§ **DO THIS**
Pick out and copy every line of the entries below that contains the string "rear".

§ **INPUT DATA**
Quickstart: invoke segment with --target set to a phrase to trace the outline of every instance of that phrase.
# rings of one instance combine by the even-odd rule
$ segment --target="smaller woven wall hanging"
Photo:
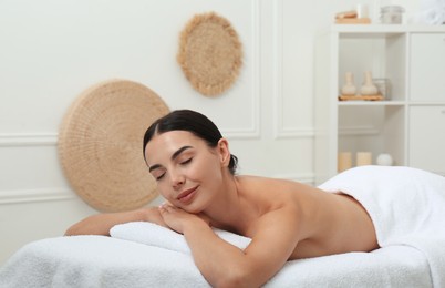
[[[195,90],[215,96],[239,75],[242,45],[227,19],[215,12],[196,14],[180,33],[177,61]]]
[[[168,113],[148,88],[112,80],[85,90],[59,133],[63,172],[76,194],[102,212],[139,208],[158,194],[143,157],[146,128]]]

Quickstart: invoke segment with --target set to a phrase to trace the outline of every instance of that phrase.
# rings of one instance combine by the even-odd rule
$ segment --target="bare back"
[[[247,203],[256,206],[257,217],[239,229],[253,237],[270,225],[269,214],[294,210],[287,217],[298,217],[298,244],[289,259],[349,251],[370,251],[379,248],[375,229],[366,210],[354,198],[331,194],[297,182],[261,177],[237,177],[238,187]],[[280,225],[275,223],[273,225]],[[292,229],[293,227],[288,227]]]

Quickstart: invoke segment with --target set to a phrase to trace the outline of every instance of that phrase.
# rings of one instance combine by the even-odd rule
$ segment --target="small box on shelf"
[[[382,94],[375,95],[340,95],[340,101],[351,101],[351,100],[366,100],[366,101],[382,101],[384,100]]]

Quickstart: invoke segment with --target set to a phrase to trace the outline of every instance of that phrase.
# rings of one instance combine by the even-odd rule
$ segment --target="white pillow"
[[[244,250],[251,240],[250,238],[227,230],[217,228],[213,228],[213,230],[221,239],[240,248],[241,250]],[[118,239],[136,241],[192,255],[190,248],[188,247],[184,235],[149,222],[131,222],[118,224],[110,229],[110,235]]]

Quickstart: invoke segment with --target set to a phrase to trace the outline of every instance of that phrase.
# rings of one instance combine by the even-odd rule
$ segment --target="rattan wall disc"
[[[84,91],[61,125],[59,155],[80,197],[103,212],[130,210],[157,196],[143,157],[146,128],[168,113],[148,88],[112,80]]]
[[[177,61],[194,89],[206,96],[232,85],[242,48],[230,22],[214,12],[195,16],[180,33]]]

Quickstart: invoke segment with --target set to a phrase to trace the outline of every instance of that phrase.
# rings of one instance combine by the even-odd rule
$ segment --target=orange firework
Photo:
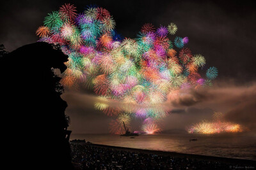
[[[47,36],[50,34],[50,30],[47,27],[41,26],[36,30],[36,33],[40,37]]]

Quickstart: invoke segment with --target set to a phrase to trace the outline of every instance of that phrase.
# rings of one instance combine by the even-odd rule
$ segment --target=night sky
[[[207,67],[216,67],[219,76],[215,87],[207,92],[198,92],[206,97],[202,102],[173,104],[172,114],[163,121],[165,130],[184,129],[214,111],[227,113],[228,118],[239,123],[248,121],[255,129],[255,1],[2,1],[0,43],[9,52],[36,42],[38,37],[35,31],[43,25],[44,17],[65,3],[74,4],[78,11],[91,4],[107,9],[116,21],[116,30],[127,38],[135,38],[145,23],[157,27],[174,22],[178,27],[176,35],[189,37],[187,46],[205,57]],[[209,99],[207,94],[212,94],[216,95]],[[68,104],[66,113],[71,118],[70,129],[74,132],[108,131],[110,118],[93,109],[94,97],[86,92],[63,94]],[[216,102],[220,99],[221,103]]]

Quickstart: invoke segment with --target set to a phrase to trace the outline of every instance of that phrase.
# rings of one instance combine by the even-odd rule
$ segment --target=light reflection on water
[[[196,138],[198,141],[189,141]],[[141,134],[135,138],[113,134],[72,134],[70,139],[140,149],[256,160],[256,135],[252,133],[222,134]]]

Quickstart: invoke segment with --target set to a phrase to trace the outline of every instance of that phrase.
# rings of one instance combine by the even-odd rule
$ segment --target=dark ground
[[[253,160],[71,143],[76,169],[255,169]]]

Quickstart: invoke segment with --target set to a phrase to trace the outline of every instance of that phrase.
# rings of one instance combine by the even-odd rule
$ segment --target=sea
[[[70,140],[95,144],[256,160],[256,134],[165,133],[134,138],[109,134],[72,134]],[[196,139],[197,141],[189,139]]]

---

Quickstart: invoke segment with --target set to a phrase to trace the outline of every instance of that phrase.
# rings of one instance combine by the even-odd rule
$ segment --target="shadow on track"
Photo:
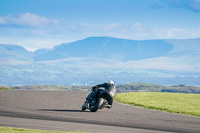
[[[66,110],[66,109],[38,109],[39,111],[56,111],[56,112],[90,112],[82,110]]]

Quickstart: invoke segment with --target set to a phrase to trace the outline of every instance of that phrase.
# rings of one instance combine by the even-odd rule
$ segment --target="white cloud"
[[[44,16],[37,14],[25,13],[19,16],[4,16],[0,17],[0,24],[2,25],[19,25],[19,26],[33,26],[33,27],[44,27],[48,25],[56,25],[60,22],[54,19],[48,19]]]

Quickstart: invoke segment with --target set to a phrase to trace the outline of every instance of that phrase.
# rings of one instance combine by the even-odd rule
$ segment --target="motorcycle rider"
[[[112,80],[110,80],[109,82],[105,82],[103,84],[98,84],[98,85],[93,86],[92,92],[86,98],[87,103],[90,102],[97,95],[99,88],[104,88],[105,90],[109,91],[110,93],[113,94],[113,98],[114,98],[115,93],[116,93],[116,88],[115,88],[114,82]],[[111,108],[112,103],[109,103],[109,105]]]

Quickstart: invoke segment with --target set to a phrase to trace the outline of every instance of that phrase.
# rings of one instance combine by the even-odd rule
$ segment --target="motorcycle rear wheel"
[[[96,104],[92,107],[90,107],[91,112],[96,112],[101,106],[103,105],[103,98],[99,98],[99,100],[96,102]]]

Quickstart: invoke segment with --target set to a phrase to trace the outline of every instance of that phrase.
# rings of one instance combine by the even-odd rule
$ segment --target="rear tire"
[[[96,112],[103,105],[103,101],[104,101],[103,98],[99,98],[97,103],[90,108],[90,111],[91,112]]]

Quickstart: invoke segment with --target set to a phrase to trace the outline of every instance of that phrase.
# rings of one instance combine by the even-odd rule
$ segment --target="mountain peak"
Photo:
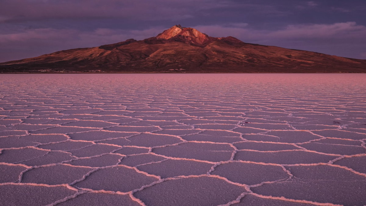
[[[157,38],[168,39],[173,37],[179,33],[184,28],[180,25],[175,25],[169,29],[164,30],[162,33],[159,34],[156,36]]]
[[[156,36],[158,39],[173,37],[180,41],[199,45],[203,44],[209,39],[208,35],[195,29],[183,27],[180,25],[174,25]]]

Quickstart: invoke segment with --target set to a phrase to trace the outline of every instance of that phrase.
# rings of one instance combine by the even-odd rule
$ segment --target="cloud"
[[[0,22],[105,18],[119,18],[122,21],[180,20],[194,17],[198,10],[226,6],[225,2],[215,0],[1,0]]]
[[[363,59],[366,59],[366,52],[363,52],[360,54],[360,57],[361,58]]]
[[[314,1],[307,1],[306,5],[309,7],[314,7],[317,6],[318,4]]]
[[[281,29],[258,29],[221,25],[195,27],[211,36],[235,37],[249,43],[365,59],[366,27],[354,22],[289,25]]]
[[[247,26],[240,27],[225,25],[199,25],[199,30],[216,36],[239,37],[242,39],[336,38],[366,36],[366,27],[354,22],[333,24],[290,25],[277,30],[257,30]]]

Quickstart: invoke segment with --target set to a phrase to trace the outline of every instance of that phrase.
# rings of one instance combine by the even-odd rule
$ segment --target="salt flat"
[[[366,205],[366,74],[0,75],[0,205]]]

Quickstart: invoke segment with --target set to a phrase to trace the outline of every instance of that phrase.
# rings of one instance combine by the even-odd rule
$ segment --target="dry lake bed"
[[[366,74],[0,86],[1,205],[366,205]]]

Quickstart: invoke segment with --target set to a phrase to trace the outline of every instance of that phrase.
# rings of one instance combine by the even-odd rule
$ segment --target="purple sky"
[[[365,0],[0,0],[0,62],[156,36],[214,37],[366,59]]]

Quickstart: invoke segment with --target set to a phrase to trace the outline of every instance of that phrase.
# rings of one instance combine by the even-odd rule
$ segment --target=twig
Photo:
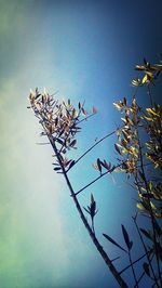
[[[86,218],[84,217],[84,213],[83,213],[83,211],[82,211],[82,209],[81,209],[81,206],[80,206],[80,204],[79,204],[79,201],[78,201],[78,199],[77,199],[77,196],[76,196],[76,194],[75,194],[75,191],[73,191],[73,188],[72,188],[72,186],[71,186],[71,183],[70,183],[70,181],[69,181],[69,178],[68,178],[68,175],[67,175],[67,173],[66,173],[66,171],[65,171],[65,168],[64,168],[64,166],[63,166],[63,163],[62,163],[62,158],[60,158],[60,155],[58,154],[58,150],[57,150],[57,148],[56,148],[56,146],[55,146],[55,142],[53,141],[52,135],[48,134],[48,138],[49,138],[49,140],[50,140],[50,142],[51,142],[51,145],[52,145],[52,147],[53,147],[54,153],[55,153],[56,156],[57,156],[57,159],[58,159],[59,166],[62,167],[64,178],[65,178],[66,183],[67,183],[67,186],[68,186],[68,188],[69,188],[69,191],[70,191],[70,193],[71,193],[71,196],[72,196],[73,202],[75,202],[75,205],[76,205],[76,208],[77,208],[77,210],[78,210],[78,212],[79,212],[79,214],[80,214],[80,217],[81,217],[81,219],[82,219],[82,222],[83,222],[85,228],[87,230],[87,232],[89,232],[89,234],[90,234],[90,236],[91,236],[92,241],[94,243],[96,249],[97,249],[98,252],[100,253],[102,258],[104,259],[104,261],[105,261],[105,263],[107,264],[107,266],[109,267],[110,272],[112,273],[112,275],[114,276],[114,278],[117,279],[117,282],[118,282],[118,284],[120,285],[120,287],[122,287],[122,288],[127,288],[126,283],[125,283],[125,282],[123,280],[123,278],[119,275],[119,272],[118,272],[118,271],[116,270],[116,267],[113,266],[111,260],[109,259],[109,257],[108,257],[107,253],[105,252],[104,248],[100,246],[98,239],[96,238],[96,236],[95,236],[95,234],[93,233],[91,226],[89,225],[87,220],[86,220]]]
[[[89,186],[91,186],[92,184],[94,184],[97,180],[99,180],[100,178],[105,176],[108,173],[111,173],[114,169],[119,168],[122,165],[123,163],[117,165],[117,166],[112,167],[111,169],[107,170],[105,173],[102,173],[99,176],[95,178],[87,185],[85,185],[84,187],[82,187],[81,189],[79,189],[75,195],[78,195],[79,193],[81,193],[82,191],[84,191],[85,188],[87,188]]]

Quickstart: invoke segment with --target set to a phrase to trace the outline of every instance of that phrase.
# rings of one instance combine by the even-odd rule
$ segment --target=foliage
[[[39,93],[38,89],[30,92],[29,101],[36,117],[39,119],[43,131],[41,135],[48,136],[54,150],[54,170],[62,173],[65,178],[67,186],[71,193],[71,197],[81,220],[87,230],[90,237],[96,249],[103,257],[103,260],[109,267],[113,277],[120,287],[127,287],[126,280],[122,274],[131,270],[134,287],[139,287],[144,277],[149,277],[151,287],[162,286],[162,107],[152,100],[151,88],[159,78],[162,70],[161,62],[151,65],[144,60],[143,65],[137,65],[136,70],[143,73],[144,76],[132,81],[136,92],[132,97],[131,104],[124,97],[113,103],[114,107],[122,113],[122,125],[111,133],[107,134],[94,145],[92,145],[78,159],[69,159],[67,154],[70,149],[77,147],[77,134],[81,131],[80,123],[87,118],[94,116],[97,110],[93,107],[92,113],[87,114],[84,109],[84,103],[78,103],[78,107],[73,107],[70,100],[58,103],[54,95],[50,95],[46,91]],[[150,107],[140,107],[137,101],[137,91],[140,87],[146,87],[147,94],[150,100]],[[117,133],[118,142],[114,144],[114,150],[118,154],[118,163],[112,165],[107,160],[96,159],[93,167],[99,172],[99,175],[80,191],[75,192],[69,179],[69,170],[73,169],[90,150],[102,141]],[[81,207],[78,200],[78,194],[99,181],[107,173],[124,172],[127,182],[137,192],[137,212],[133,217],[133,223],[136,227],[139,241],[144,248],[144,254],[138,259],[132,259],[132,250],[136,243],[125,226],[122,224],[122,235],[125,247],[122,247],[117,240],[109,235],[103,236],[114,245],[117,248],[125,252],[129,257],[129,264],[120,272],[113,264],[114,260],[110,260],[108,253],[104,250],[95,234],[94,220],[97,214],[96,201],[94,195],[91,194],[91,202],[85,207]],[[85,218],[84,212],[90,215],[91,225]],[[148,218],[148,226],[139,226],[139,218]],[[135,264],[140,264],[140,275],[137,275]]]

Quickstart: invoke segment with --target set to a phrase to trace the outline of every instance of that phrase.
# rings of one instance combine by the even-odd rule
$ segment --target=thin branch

§ **WRITTEN REPLY**
$ segment --target="motorcycle rear wheel"
$ segment --target="rear tire"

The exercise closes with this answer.